Consigne
Rassemblez toutes les lignes des items qui contiennent le mot « masks ». La casse doit être respectée.

Données enregistrées
########

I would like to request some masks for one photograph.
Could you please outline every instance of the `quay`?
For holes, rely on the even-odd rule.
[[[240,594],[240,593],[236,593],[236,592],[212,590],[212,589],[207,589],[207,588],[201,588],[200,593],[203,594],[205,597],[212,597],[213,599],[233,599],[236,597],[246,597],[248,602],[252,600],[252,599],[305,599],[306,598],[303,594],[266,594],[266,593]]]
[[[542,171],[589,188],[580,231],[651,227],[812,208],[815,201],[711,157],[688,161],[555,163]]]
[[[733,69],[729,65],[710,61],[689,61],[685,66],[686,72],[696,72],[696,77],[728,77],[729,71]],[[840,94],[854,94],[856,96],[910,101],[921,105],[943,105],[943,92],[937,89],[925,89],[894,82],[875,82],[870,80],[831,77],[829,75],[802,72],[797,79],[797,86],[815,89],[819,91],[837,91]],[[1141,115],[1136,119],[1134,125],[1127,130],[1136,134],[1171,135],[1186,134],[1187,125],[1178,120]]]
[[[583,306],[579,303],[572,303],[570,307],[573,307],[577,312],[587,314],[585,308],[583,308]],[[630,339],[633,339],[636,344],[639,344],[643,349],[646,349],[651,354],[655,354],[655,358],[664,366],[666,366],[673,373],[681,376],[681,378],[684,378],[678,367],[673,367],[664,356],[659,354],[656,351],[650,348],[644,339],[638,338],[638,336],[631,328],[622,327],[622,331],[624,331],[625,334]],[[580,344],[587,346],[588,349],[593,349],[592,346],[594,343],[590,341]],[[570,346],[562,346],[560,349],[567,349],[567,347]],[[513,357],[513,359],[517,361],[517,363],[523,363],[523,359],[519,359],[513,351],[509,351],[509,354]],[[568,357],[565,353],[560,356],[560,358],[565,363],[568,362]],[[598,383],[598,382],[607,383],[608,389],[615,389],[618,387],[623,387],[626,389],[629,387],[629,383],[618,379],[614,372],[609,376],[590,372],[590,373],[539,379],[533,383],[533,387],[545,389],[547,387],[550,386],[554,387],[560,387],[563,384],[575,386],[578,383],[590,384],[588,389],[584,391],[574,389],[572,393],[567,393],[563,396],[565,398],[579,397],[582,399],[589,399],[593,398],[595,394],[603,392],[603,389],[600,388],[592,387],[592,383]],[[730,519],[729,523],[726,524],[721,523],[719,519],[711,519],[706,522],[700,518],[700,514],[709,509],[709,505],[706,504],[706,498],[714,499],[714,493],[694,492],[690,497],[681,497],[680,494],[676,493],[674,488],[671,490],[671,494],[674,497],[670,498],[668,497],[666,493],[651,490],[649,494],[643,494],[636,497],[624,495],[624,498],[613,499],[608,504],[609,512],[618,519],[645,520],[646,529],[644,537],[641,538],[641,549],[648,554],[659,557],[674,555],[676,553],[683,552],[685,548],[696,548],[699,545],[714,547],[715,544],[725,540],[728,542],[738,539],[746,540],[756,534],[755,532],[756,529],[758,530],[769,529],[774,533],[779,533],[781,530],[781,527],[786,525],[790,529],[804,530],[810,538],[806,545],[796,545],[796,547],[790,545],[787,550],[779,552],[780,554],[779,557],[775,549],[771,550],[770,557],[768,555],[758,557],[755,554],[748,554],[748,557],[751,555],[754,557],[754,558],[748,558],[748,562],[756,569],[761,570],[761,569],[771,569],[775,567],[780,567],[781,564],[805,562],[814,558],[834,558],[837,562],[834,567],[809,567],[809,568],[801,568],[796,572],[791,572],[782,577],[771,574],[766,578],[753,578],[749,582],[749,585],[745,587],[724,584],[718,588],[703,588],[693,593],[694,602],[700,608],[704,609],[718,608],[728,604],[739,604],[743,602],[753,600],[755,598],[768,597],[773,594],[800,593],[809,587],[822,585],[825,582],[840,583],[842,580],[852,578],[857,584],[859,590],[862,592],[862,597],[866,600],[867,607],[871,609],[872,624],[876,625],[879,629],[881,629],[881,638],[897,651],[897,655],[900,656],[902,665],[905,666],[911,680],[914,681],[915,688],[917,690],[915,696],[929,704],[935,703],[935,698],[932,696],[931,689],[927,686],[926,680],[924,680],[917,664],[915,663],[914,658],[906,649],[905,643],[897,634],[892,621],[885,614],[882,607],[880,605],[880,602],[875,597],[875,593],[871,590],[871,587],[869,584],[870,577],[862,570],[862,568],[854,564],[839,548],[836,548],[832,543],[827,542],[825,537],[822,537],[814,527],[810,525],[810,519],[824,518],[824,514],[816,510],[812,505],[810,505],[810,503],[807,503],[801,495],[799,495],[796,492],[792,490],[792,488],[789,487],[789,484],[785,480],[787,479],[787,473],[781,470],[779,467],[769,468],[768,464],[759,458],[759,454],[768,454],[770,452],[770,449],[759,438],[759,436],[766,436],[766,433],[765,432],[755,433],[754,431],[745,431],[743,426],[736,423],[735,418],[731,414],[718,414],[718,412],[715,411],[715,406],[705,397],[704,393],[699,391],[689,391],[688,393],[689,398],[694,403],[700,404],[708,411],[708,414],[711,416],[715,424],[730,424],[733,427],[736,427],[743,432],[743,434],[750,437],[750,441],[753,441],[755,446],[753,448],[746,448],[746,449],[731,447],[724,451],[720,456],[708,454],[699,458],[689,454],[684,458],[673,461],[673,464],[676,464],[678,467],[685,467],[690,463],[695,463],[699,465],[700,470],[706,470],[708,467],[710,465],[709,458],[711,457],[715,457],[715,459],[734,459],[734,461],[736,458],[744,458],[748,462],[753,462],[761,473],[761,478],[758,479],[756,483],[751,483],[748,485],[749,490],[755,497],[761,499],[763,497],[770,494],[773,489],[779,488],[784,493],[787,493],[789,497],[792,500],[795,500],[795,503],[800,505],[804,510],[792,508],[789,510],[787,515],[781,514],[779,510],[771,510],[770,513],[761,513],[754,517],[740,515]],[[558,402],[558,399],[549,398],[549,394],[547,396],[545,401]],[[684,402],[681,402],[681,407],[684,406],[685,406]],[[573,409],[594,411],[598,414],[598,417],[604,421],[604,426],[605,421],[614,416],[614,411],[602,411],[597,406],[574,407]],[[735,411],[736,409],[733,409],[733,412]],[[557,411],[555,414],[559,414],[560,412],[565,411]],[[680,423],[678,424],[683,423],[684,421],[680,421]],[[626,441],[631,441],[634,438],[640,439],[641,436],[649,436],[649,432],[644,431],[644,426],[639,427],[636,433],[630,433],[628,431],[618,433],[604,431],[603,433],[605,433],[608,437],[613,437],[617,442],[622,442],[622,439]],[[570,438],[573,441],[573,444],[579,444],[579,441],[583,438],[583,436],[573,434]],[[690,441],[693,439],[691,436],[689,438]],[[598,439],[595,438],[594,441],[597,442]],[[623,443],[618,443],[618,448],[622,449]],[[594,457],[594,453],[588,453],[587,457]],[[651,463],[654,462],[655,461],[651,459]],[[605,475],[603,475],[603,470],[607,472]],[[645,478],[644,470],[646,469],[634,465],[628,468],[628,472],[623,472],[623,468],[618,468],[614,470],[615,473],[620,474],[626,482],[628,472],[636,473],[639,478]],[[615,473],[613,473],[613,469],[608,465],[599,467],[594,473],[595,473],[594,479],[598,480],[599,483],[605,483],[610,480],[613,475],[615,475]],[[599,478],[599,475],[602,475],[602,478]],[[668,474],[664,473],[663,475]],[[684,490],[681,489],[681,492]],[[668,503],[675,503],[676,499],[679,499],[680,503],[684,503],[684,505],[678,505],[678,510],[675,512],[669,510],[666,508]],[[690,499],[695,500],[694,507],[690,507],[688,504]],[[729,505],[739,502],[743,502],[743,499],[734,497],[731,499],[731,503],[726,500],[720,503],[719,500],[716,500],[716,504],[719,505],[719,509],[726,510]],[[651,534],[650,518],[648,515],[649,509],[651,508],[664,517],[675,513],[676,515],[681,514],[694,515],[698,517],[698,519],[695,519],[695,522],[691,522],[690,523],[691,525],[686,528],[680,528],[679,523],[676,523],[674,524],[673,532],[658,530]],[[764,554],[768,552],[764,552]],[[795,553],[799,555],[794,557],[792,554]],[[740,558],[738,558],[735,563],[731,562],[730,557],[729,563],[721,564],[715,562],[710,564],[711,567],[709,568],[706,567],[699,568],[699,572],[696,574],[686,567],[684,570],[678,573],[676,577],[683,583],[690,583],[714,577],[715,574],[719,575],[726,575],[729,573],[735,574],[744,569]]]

########

Résultat ci-dessous
I would like to request some masks for one photograph.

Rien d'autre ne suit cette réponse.